- _Your task_
Print nothing but the lines below starting at the line that holds "pair like [161,5]." and ending at the line that holds "pair like [314,278].", including both, each exactly as written.

═════ Data for this task ═════

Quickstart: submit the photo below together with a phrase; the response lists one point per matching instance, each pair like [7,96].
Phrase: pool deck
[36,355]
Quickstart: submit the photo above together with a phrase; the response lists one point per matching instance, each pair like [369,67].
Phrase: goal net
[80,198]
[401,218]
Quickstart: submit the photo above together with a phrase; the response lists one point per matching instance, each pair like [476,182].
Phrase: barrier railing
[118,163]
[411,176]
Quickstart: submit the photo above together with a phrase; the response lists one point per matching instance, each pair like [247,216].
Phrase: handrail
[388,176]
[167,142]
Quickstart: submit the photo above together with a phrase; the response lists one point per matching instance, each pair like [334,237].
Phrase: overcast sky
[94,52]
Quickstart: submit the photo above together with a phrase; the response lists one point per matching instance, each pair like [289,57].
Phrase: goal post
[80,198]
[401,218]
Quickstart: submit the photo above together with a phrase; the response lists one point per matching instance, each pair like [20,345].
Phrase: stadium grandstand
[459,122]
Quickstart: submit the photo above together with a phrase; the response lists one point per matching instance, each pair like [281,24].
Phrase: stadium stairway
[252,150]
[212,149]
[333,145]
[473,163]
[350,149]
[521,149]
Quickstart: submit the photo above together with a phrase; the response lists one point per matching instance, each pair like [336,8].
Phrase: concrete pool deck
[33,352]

═════
═════ Data for this task ═════

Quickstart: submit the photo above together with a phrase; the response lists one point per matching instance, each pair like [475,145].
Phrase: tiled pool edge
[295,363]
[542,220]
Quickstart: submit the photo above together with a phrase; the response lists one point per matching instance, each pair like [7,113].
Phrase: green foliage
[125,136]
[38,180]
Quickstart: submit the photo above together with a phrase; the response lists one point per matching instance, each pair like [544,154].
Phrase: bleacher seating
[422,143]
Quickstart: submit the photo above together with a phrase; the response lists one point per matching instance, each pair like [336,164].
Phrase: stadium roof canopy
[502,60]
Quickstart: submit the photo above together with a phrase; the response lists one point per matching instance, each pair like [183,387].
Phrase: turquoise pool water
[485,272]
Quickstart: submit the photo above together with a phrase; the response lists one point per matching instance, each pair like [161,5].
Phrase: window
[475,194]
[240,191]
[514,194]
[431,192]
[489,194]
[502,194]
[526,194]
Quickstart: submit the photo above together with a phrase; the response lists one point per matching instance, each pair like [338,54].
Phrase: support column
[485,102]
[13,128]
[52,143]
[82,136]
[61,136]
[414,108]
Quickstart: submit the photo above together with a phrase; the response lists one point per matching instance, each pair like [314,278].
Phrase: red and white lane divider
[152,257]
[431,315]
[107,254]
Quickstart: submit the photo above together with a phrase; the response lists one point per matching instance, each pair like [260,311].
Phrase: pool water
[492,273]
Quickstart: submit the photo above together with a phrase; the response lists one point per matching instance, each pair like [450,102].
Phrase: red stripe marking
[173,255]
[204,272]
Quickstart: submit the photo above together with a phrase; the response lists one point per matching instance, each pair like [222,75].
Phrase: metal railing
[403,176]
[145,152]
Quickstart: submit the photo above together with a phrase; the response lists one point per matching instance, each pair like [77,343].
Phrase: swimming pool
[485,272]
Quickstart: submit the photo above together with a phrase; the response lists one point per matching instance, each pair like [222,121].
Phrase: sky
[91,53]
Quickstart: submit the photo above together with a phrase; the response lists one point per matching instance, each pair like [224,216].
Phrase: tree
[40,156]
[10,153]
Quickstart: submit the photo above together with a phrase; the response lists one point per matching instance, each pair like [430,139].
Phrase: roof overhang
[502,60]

═════

- _Response box_
Quickstart: submit the photo above together with a phrase; the response lists one point per matching instance, each pair like [161,5].
Phrase: window
[475,194]
[240,191]
[514,194]
[431,192]
[489,194]
[502,194]
[526,194]
Quickstart: submit the photo above together with a phrase; the response lists one point per matching instance, each pair like [338,54].
Phrase: support column
[485,102]
[13,128]
[52,143]
[82,136]
[61,136]
[414,108]
Quickstart: submit the photo above together with a phrase; the response lists one point per matching instance, each pair like [314,278].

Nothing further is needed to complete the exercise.